## Document passage
↓↓↓

In recent years a regular assertion has been that it is simply not possible to redevelop Goodison Park due to its confined location etc, with this option simply dismissed out of hand. The irony being, it was in fact this confi nement that forced the club’s founding fathers to employ stadium visionaries such as Archibald Leitch who, through innovative design developed the then revolutionary double-decker format for which Goodison Park became famous, creating the best stadium in the country with the third highest capacity on one of the smallest footprints of all the major clubs.

Indeed, necessity was the mother of invention regarding Goodison Park, both in terms of its initial founding and its subsequent development throughout the decades. This has been a natural evolution, a historic process that need not end now nor in Kirkby where the blank canvas on offer might not prompt such innovation. Obviously Goodison Park does pose design problems, but I will attempt to show how it also provides a neat set of solutions for this historic site and club.

Design Brief

Goodison Park: Some of the basic problems perceived or otherwise which need to be addressed:

  1. Insufficient capacity for a club of our status, and with our fanbase. Average attendance over the past 10 years approximately 37,000 despite no success, and with approx 4,000 obstructed seats.
  2. Outdated facilities, too many obstructed views, and poor sightlines.
  3. In parts shabby/unattractive appearance to both fans and potential investors. (although this is subjective, since many similarly aging stadia worldwide are cherished because of their history and character….. warts and all. Such as Fenway, Wrigley field amongst others)
  4. Poor executive provision.

↑↑↑

## Data section

↓↓↓

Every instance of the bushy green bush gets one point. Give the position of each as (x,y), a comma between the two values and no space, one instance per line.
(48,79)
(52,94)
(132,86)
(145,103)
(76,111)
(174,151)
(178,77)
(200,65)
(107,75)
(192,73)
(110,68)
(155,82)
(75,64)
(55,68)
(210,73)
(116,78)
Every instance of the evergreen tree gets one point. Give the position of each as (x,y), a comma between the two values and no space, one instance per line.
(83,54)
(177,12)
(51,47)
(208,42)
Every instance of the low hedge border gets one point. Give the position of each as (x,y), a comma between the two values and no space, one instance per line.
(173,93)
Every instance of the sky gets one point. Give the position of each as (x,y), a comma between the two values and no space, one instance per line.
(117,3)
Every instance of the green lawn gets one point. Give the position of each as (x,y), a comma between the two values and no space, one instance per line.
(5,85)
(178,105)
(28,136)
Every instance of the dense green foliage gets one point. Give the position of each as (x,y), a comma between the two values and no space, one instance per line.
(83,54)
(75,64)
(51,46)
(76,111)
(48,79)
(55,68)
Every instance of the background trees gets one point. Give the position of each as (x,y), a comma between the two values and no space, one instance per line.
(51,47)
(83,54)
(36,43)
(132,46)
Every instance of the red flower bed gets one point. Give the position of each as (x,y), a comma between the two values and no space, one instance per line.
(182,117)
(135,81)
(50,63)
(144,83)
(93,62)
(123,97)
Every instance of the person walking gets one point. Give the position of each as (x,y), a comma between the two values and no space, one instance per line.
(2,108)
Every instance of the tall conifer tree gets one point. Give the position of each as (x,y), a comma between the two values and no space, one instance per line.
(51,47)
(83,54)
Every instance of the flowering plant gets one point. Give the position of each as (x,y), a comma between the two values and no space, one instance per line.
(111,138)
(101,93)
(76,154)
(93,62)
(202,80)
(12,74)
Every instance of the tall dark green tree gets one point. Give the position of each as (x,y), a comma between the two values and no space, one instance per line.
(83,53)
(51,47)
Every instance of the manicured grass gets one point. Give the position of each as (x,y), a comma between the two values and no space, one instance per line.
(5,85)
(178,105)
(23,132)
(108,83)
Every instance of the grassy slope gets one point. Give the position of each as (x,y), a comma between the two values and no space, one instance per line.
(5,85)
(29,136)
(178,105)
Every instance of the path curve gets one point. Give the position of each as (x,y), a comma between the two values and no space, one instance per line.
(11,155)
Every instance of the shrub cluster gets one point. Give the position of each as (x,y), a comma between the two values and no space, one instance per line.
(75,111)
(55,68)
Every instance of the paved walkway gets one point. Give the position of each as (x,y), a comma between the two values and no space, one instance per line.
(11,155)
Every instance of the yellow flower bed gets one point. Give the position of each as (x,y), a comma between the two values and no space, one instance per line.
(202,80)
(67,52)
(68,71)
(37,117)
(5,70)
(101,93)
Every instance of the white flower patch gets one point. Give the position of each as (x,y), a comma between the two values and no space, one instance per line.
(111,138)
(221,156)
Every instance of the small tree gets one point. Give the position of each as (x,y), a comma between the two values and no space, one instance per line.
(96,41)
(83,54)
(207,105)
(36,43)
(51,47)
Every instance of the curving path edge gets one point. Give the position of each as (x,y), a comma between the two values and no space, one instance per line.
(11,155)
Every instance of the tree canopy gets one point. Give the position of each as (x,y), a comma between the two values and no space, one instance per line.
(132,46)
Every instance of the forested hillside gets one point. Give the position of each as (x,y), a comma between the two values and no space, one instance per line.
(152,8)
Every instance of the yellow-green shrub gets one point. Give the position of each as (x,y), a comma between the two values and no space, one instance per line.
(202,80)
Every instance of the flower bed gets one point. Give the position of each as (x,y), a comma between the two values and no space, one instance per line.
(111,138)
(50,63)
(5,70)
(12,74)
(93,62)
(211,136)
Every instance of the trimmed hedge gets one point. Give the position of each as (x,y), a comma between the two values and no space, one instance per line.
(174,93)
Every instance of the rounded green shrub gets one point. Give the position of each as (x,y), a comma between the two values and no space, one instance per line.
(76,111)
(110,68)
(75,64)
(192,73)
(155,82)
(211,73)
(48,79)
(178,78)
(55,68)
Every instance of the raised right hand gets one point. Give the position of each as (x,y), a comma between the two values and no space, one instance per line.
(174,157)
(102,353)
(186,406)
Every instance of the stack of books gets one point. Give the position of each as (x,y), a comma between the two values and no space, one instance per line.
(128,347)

↑↑↑

## Exercise description
Transcribe the portion of the Goodison Park passage that begins with the words containing "1. Insufficient capacity" and ends with "Poor executive provision.".

## Answer for this exercise
1. Insufficient capacity for a club of our status, and with our fanbase. Average attendance over the past 10 years approximately 37,000 despite no success, and with approx 4,000 obstructed seats.
  2. Outdated facilities, too many obstructed views, and poor sightlines.
  3. In parts shabby/unattractive appearance to both fans and potential investors. (although this is subjective, since many similarly aging stadia worldwide are cherished because of their history and character….. warts and all. Such as Fenway, Wrigley field amongst others)
  4. Poor executive provision.